Texto selecionado>
☆ ☆ ☆ ☆ ☆
Os zulus continuaram o ataque em 3 frentes, e a linha do curral caiu também, os ingleses se refugiaram na última linha de defesa, mas tinham uma arma secreta: O tiro de voleio.

Normalmente em filmes de guerra vemos um monte de gente atirando a esmo, mas quando você leva um tempo considerável pra recarregar sua arma, isso é ineficiente, qualquer um que tem experiência de combate (como eu, no Battlefield 4) sabe que recarregando você está vulnerável.

Os ingleses desenvolveram a técnica no tempo dos mosquetes, mas continuaram utilizando com o Martini-Henry, que ainda era um rifle de tiro único. Basicamente um grupo atira em conjunto, começa a recarregar, outro grupo enquanto isso atira, aí o primeiro grupo já recarregou.

Isso cria uma barragem de fogo contínua, impedindo o inimigo de contra-atacar ou chegar perto.

Hordas e mais hordas de zulus atacaram a guarnição, os 156 homens agora eram 124, com 17 mortos e 15 feridos. Foram mais de 10 horas de combate. Os zulus só pararam com o ataque por volta de 2 da manhã, quando dos 20 mil cartuchos iniciais os ingleses só tinham 900 em estoque.

No dia seguinte uma tropa zulu apareceu ao longe, mas não para atacar. Apenas saudaram os inimigos e foram embora. O impossível havia acontecido, dois oficiais júnior, basicamente nerds haviam comandado uma tropa composta de engenheiros e restos de outras unidades na defesa impossível contra um inimigo 25x mais numeroso.

A tropa depois da batalha

Os números oficiais falam de 351 zulus mortos, mas ninguém leva a sério, os valores reais são bem mais altos, incluindo os feridos que foram mortos pelos ingleses depois de capturados e os que foram jogados vivos nas covas coletivas. Ah, e os que foram enforcados por suspeita de colaboração.
☆ ☆ ☆ ☆ ☆
Partes do exercício>
a - Redigite o trecho sobre a defesa contra os zulus, começando em "Normalmente em filmes" e seguindo até "grupo já recarregou.".
b - Segundo o trecho sobre a defesa contra os zulus, quantos cartuchos os ingleses ainda tinham quando o ataque parou?

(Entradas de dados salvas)
☆ ☆ ☆ ☆ ☆
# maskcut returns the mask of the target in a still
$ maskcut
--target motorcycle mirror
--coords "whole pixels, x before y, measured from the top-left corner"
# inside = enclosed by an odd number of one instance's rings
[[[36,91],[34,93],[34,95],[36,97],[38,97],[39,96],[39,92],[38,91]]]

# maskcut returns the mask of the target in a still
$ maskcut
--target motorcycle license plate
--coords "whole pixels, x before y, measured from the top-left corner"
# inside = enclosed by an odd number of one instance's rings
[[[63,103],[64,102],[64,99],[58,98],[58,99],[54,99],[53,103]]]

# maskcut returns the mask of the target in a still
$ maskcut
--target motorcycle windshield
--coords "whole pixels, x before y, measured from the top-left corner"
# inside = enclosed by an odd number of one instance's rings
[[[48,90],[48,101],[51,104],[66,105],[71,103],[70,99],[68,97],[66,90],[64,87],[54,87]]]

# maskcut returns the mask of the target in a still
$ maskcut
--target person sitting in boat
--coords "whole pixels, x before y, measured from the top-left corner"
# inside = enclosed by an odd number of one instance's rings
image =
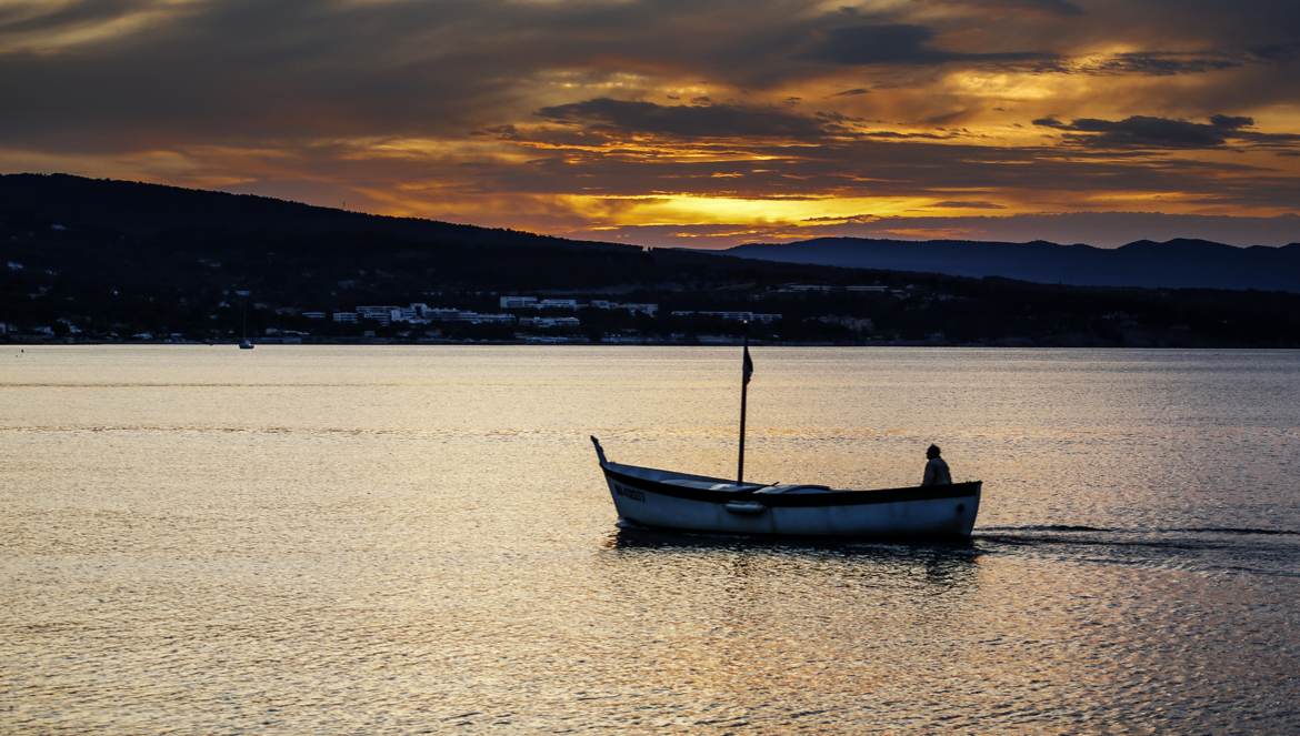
☆ ☆ ☆ ☆ ☆
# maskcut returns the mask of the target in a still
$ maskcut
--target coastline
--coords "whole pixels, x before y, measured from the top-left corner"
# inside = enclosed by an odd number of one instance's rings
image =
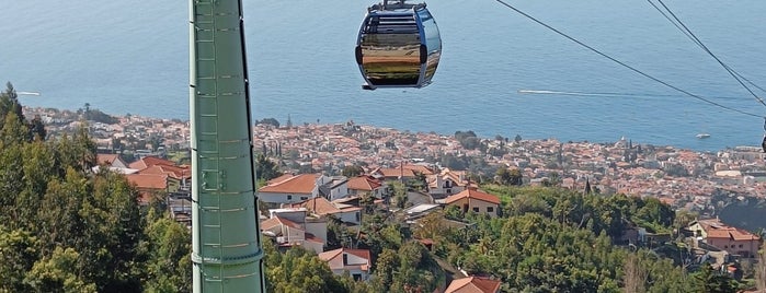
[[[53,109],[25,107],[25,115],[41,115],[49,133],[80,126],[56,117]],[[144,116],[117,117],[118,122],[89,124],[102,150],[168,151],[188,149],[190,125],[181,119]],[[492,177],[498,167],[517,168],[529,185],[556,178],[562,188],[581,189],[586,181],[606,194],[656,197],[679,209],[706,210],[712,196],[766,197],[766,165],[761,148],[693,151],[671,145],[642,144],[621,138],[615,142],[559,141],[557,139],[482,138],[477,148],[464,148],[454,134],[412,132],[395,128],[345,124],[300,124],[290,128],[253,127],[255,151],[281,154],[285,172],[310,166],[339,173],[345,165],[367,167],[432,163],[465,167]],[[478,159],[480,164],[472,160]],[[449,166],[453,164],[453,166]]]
☆ ☆ ☆ ☆ ☆
Resultados do exercício>
a -
Normalmente em filmes de guerra vemos um monte de gente atirando a esmo, mas quando você leva um tempo considerável pra recarregar sua arma, isso é ineficiente, qualquer um que tem experiência de combate (como eu, no Battlefield 4) sabe que recarregando você está vulnerável.

Os ingleses desenvolveram a técnica no tempo dos mosquetes, mas continuaram utilizando com o Martini-Henry, que ainda era um rifle de tiro único. Basicamente um grupo atira em conjunto, começa a recarregar, outro grupo enquanto isso atira, aí o primeiro grupo já recarregou.

b - Restavam 900 cartuchos dos 20 mil iniciais.